* **AUSZUG AUS DOKUMENT**:
Das Fiasko des Westens

Zwanzig Jahre Besatzung in Afghanistan endeten in einem Debakel. Aber was ist die Lehre daraus?

Seit dem Fiasko des Westens in Afghanistan und der Machtübernahme der Taliban im ganzen Land begegnet man einer bemerkenswerten Seltsamkeit: Viele Leute, die ansonsten den „US-Imperialismus“ oder die westliche „Weltpolizei“ kritisieren, werfen nun den Amerikanern vor, dass sie aus Afghanistan abgezogen sind. Also was jetzt? Wenn die Amerikaner einmarschieren, ist es schlecht, wenn sie raus marschieren aber auch? Ganz logisch ist das nicht, aber dieser Mangel an Logik ist auch Ausdruck eines realen Dilemmas.

Zunächst: Das Debakel ist vor allem dem verrückten Ex-Präsidenten Donald Trump zu verdanken. Er hat mit den Taliban den Abzug verhandelt und ist der Terrortruppe auch noch absurd entgegengekommen. Er hat den Abzug der letzten US-Soldaten mit 1. Mai verfügt. Der gegenwärtige Präsident Joe Biden hat das Fiasko also geerbt. Schwer zu sagen, was er noch machen hätte können: Schließlich waren, als er antrat, nur mehr ein paar wenige tausend US-Soldaten im Land, hätte er den Abzugplan noch einmal umstoßen wollen, hätte er wohl zehntausende Militärs zusätzlich nach Afghanistan entsenden müssen. Aber er wollte das ja gar nicht. Denn von Details abgesehen war er ja durchaus der Meinung, dass es Zeit ist, den Einsatz in Afghanistan zu beenden. Zwanzig Jahre Krieg sind genug. Man kann nicht ewig bleiben. Das ist die Haltung der neuen US-Regierung von Joe Biden. Mehr noch: Es ist wohl die Meinung der meisten Amerikaner. Da sind sich sogar die ganz Linken und die ganz Rechten einig.

* **LISTE DER DATEN**:

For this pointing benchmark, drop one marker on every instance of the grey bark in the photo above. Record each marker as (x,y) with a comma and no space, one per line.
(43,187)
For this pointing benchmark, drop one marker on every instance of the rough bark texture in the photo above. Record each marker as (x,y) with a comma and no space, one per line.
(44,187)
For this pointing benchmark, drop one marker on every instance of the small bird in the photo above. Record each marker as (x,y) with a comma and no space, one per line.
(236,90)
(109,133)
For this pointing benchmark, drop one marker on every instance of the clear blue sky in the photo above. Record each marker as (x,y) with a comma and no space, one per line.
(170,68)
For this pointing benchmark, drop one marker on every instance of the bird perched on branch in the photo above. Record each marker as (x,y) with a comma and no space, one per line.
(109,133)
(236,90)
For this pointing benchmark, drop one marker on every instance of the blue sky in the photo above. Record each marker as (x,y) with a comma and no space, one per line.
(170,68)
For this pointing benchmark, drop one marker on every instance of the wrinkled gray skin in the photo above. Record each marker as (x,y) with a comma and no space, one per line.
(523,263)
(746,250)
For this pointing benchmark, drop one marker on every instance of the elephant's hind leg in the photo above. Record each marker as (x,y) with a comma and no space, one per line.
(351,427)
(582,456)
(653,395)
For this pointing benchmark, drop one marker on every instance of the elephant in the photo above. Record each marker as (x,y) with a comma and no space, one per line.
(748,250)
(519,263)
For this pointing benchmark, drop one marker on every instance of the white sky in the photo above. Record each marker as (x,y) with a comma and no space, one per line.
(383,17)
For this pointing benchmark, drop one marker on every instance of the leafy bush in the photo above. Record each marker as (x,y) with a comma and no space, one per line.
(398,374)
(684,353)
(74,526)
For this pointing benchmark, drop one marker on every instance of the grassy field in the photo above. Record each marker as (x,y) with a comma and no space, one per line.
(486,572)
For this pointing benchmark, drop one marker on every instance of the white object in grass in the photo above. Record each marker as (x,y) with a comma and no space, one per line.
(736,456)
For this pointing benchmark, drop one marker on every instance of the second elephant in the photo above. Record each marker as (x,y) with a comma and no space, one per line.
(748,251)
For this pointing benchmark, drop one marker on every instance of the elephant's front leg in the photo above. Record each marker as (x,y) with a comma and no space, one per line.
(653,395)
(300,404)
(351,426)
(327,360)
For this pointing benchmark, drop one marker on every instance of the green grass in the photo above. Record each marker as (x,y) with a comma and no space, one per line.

* **ZU ERLEDIGENDE AUFGABEN**:
A) Wiederhole aus dem Text über das Fiasko in Afghanistan wörtlich den Abschnitt, der mit „Das Fiasko des“ beginnt und bis einschließlich „eines realen Dilemmas.“ reicht.
B) Führe den Text über das Fiasko in Afghanistan im Anschluss an seinen letzten Satz weiter.

* **ANTWORTEN JE AUFGABE**:
A)
Das Fiasko des Westens

Zwanzig Jahre Besatzung in Afghanistan endeten in einem Debakel. Aber was ist die Lehre daraus?

Seit dem Fiasko des Westens in Afghanistan und der Machtübernahme der Taliban im ganzen Land begegnet man einer bemerkenswerten Seltsamkeit: Viele Leute, die ansonsten den „US-Imperialismus“ oder die westliche „Weltpolizei“ kritisieren, werfen nun den Amerikanern vor, dass sie aus Afghanistan abgezogen sind. Also was jetzt? Wenn die Amerikaner einmarschieren, ist es schlecht, wenn sie raus marschieren aber auch? Ganz logisch ist das nicht, aber dieser Mangel an Logik ist auch Ausdruck eines realen Dilemmas.

B)
Vor 20 Jahren stürzte eine Nato-Intervention die Taliban, vertrieb die Terroristen von Osama bin Laden und besetzte das Land. Das war unmittelbar nach den Anschlägen vom 11. September, die aus dem Land heraus geplant wurden. Zu diesem Krieg gab es damals kaum eine Alternative. Denn es ist einfach, zu sagen, dass sich die USA und der Westen nicht „überall einmischen“ sollen. Aber hätte man Osama bin Laden und seine Unterstützer davonkommen lassen, die Kopfabschneider der Taliban gewähren lassen sollen? Man muss da schon fragen, was die Alternative gewesen wäre.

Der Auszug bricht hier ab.